» Extracted text
◇ ◇ ◇ ◇ ◇

Banger racing is a tarmac, dirt, shale and chalk track type of motorsport event popular in countries such as the United Kingdom, Ireland, Belgium and the Netherlands. Vehicles are raced against one another, with the winner being the first to the checkered flag after a set number of laps. Contact to damage an opponent's car is permitted and encouraged within the formula, with cars progressively becoming more damaged throughout an event. Races are held at an oval or tri-oval circuits that are up to  long; however, on certain occasions, races are held in a figure of eight configurations. Banger racing is often confused with stock car racing, although there are differences between the two, despite often racing at the same tracks.

Vehicles
Banger racing vehicles are normally scrap or 'written-off' cars in varying states of disrepair. In modern bangers, there are different events held for different vehicle types.

The most common type are 'Unlimited' bangers, where cars racing have no set engine size limit. Despite the high running costs, this is usually one of the most competitive classes and is favoured by most drivers because of the high speeds and car strengths. Fans often regard the unlimited class as the sport's pinnacle, with many big championship races being raced to unlimited class specs.

The 'Under 2000cc' class is where cars have to have an engine under two litres in size, a formula that proves to be particularly popular with Ford variant cars such as the Mondeo and the Cougar. As these types of cars are used so often, some promotions have taken to limiting the 'Under 2000cc' class even more, by running races with additional car constraints that force drivers to use alternative vehicles to the favoured Fords.

'Under 1300cc-1800cc', also known as 'Domestic bangers', are another regular class of bangers seen in the UK, with the engine displacement cap varying on the track or promotion that is holding the event. The domestic class is most common in the 'Rookie' and 'Back to Basic' formats.

'Micros' are the smallest vehicle class used in the banger racing and usually feature cars such as the Ford Ka and the Nissan Micra, that are generally considered to be too small or uncompetitive to compete in the other classes. Micros have quickly become one of the most popular forms of banger racing, due to the cheap running and repair costs of the cars compared with the bigger machinery.

Four-wheel drive cars cannot be raced in any of the above categories. The 'Unlimited' class has the main stipulation of the car being rear-wheel drive, unless the vehicle is of American origin. This ruling makes it quite flexible for drivers to choose an appropriate car to race in, however there are some car models which have been banned outright for their increased strength compared to other vehicles. This is mainly to keep competition fair and not to endanger drivers who may be racing in weaker cars. The SsangYong Rodius and the Chrysler Imperial are two of the most prominent to have been banned for these reasons.

Many other banger classes exist, but many are only applied for special event meetings. Big or small van, HGV/coach/bus, 4X4/SUV, siamese/double-decker and classic car ('Pre' meeting) bangers are all classes that would incorporate vehicles one may not normally be allowed to race in the regular disciplines listed above.

History and turnouts

Banger racing is said to have started in the early 1960s after it was observed by a race promoter that crashes were among the most popular features of a race meeting. Drivers began turning out vehicles with very basic preparation - cars would have the windows removed but often whole interiors would be left inside. Safety regulations began to improve in the 1980s with bangers being prepared with compulsory 'H frame' roll cages, driver's door plates, and fuel tanks moved inside the car.

◇ ◇ ◇ ◇ ◇

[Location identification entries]
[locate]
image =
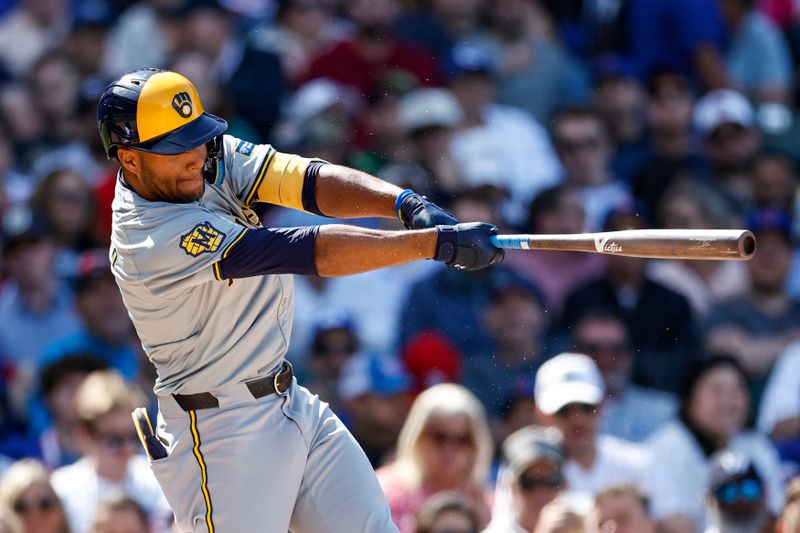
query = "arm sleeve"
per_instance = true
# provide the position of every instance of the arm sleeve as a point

◇ ◇ ◇ ◇ ◇

» Prompt
Which two car models does the text on banger racing name as the most prominent to have been banned?

» Reply
The SsangYong Rodius and the Chrysler Imperial.